## PROBLEM:
Extract each line from the listing below that contains the string "jeans".

## RECORDS FOR THIS TASK:
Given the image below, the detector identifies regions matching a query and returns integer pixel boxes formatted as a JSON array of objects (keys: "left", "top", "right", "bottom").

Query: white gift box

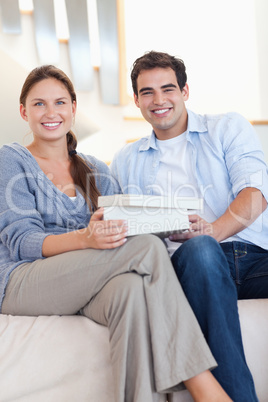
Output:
[{"left": 98, "top": 194, "right": 203, "bottom": 237}]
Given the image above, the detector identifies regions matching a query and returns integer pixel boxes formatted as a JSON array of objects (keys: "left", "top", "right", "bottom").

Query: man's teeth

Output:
[
  {"left": 43, "top": 123, "right": 60, "bottom": 127},
  {"left": 154, "top": 109, "right": 168, "bottom": 114}
]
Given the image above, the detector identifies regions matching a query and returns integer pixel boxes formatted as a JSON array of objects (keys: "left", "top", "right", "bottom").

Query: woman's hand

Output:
[{"left": 85, "top": 208, "right": 127, "bottom": 249}]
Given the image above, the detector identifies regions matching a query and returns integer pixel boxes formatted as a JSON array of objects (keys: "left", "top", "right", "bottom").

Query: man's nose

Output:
[{"left": 154, "top": 92, "right": 166, "bottom": 105}]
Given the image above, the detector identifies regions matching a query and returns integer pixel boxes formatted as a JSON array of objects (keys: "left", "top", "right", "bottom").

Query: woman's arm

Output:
[{"left": 42, "top": 208, "right": 127, "bottom": 257}]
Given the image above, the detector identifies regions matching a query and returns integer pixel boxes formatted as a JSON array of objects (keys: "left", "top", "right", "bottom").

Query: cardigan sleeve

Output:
[{"left": 0, "top": 146, "right": 48, "bottom": 261}]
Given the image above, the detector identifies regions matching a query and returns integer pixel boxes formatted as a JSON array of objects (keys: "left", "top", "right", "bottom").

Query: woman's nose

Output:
[{"left": 46, "top": 105, "right": 56, "bottom": 119}]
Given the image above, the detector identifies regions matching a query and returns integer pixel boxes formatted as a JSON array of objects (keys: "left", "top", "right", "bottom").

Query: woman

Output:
[{"left": 0, "top": 66, "right": 230, "bottom": 402}]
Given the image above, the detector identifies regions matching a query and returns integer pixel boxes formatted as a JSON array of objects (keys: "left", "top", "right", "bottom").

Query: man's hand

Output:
[{"left": 169, "top": 215, "right": 214, "bottom": 243}]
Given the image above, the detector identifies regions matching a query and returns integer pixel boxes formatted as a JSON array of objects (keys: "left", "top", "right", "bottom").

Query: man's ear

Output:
[
  {"left": 134, "top": 94, "right": 140, "bottom": 107},
  {"left": 20, "top": 104, "right": 28, "bottom": 121},
  {"left": 72, "top": 101, "right": 76, "bottom": 117},
  {"left": 181, "top": 82, "right": 189, "bottom": 101}
]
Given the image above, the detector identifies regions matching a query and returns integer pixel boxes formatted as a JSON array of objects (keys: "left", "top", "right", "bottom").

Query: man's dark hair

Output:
[{"left": 131, "top": 50, "right": 187, "bottom": 96}]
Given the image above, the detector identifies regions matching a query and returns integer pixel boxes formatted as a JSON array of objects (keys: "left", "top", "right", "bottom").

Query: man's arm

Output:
[{"left": 169, "top": 187, "right": 267, "bottom": 242}]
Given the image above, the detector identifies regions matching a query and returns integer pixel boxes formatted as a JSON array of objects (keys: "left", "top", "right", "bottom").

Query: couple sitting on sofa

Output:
[{"left": 0, "top": 52, "right": 268, "bottom": 402}]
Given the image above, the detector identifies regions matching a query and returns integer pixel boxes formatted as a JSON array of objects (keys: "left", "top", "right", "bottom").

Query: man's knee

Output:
[{"left": 172, "top": 236, "right": 227, "bottom": 275}]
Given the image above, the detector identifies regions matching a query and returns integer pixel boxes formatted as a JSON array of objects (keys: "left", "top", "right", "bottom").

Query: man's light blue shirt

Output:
[{"left": 111, "top": 110, "right": 268, "bottom": 249}]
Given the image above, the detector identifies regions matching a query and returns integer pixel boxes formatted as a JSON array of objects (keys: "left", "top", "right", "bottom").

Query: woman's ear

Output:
[
  {"left": 133, "top": 94, "right": 140, "bottom": 107},
  {"left": 20, "top": 103, "right": 28, "bottom": 121},
  {"left": 72, "top": 101, "right": 76, "bottom": 117}
]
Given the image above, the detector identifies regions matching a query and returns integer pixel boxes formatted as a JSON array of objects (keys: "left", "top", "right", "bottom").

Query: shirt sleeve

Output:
[
  {"left": 0, "top": 147, "right": 48, "bottom": 261},
  {"left": 223, "top": 113, "right": 268, "bottom": 200}
]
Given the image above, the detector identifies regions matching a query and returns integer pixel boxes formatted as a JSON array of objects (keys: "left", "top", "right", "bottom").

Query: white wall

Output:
[{"left": 0, "top": 0, "right": 268, "bottom": 161}]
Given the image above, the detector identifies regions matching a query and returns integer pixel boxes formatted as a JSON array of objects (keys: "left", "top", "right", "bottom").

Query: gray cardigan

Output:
[{"left": 0, "top": 143, "right": 116, "bottom": 307}]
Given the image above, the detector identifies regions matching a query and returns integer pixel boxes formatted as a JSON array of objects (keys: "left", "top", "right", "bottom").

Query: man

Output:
[{"left": 111, "top": 51, "right": 268, "bottom": 402}]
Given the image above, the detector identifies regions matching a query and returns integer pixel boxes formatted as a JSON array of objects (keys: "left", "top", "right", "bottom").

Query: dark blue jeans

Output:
[{"left": 172, "top": 236, "right": 268, "bottom": 402}]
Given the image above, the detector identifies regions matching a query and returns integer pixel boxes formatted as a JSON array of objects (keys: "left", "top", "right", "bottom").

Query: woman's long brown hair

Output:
[{"left": 20, "top": 65, "right": 100, "bottom": 211}]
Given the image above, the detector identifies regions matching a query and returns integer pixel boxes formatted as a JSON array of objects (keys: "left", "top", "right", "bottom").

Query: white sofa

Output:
[{"left": 0, "top": 300, "right": 268, "bottom": 402}]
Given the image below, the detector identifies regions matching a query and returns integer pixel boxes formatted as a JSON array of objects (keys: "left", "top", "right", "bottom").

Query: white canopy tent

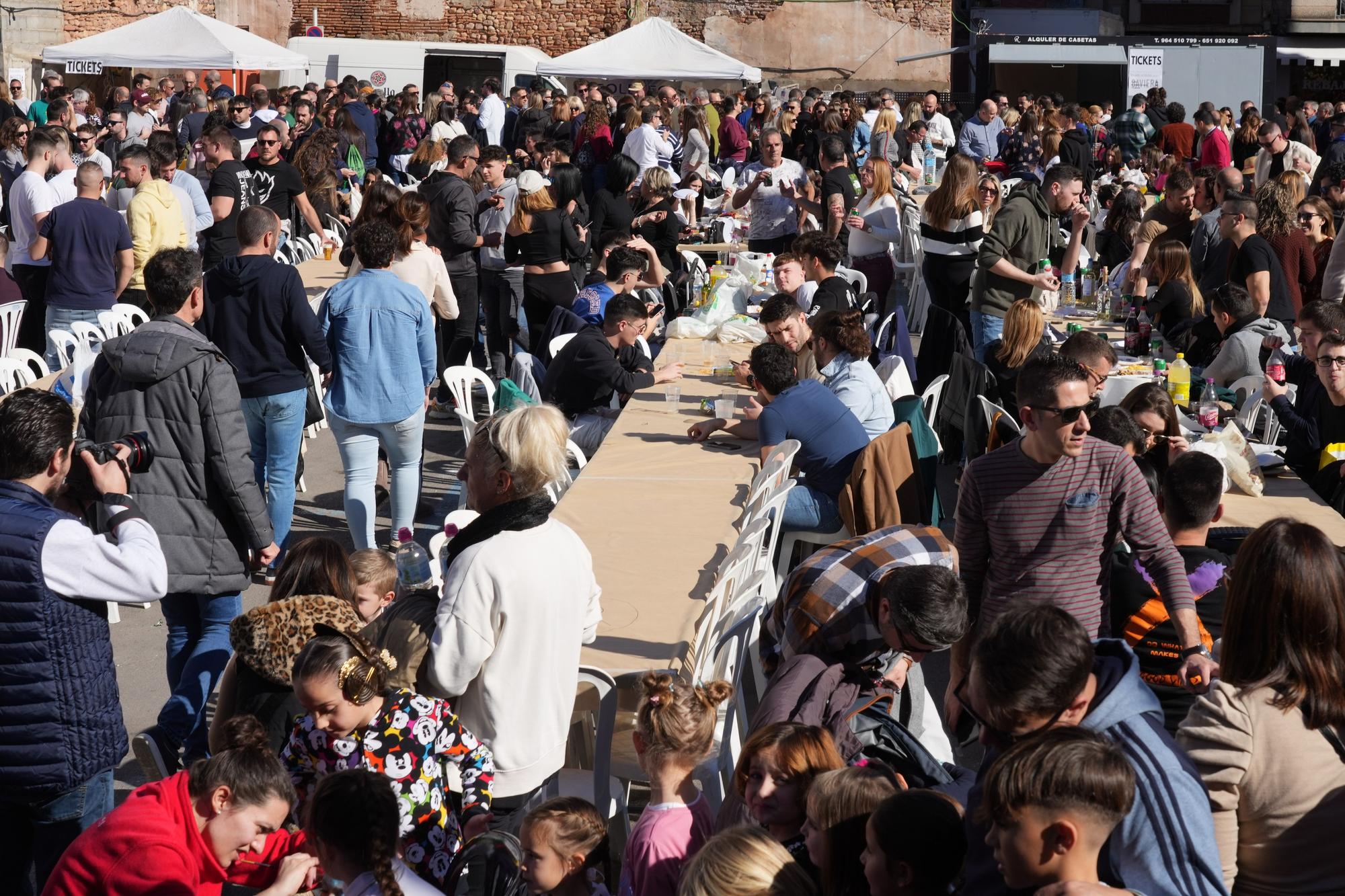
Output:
[
  {"left": 537, "top": 17, "right": 761, "bottom": 82},
  {"left": 42, "top": 7, "right": 308, "bottom": 74}
]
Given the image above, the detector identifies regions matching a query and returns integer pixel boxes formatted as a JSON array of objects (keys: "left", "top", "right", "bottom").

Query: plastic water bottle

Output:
[
  {"left": 1060, "top": 273, "right": 1077, "bottom": 308},
  {"left": 395, "top": 526, "right": 434, "bottom": 594},
  {"left": 1200, "top": 376, "right": 1219, "bottom": 429},
  {"left": 1167, "top": 351, "right": 1190, "bottom": 407},
  {"left": 1266, "top": 348, "right": 1284, "bottom": 386}
]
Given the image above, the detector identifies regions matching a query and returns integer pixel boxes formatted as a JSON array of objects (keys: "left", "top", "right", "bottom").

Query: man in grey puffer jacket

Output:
[{"left": 79, "top": 249, "right": 278, "bottom": 780}]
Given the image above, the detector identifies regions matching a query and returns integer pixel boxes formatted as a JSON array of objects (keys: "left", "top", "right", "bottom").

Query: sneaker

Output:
[{"left": 130, "top": 725, "right": 182, "bottom": 782}]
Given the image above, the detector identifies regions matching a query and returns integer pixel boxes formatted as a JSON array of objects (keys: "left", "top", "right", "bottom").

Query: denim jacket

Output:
[{"left": 317, "top": 269, "right": 434, "bottom": 423}]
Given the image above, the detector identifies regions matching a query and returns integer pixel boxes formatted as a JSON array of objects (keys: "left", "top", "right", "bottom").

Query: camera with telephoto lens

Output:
[{"left": 66, "top": 430, "right": 155, "bottom": 505}]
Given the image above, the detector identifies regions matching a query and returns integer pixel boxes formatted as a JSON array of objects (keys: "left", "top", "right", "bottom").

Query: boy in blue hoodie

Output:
[{"left": 955, "top": 606, "right": 1225, "bottom": 896}]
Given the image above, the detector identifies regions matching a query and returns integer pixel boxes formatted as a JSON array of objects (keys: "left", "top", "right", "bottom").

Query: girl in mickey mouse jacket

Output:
[{"left": 281, "top": 626, "right": 495, "bottom": 888}]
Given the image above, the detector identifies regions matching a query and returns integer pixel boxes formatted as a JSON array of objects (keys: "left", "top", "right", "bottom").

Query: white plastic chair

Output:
[
  {"left": 550, "top": 332, "right": 578, "bottom": 359},
  {"left": 441, "top": 364, "right": 495, "bottom": 422},
  {"left": 837, "top": 265, "right": 866, "bottom": 308},
  {"left": 0, "top": 358, "right": 36, "bottom": 395},
  {"left": 976, "top": 395, "right": 1022, "bottom": 433},
  {"left": 775, "top": 522, "right": 850, "bottom": 583},
  {"left": 877, "top": 355, "right": 916, "bottom": 401},
  {"left": 47, "top": 329, "right": 79, "bottom": 368},
  {"left": 546, "top": 666, "right": 631, "bottom": 840},
  {"left": 0, "top": 298, "right": 28, "bottom": 358},
  {"left": 694, "top": 595, "right": 765, "bottom": 813}
]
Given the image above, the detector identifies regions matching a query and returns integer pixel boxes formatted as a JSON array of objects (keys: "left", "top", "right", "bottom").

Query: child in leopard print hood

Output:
[{"left": 281, "top": 626, "right": 495, "bottom": 888}]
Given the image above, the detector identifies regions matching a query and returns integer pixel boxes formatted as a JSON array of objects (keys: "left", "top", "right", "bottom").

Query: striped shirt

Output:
[
  {"left": 920, "top": 208, "right": 986, "bottom": 258},
  {"left": 955, "top": 436, "right": 1196, "bottom": 638}
]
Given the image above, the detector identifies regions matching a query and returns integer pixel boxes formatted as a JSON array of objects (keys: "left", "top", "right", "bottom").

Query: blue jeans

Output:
[
  {"left": 780, "top": 482, "right": 841, "bottom": 532},
  {"left": 243, "top": 389, "right": 308, "bottom": 567},
  {"left": 159, "top": 594, "right": 243, "bottom": 758},
  {"left": 971, "top": 308, "right": 1005, "bottom": 363},
  {"left": 327, "top": 409, "right": 425, "bottom": 551},
  {"left": 0, "top": 764, "right": 113, "bottom": 896},
  {"left": 42, "top": 305, "right": 106, "bottom": 370}
]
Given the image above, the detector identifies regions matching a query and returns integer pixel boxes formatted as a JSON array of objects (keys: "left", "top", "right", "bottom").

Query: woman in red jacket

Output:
[{"left": 42, "top": 716, "right": 317, "bottom": 896}]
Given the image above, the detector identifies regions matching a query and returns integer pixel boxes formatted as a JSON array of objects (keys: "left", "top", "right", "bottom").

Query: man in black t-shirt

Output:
[
  {"left": 246, "top": 124, "right": 332, "bottom": 253},
  {"left": 1111, "top": 451, "right": 1232, "bottom": 733},
  {"left": 1219, "top": 192, "right": 1295, "bottom": 332},
  {"left": 780, "top": 134, "right": 855, "bottom": 242},
  {"left": 794, "top": 230, "right": 858, "bottom": 317},
  {"left": 200, "top": 128, "right": 252, "bottom": 270}
]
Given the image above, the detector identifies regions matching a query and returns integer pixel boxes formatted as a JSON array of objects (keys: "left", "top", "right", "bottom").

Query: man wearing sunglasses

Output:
[
  {"left": 952, "top": 600, "right": 1225, "bottom": 896},
  {"left": 944, "top": 355, "right": 1217, "bottom": 725},
  {"left": 243, "top": 124, "right": 332, "bottom": 246}
]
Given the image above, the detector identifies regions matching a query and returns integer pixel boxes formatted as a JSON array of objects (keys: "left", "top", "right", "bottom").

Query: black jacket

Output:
[
  {"left": 196, "top": 255, "right": 332, "bottom": 398},
  {"left": 417, "top": 171, "right": 477, "bottom": 277},
  {"left": 1060, "top": 128, "right": 1092, "bottom": 194},
  {"left": 542, "top": 327, "right": 654, "bottom": 417}
]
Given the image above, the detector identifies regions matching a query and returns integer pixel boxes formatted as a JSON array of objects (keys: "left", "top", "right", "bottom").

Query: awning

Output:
[
  {"left": 1275, "top": 38, "right": 1345, "bottom": 66},
  {"left": 42, "top": 7, "right": 308, "bottom": 74},
  {"left": 990, "top": 43, "right": 1126, "bottom": 66}
]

## OUTPUT:
Query: dark blue jeans
Query: blue jeans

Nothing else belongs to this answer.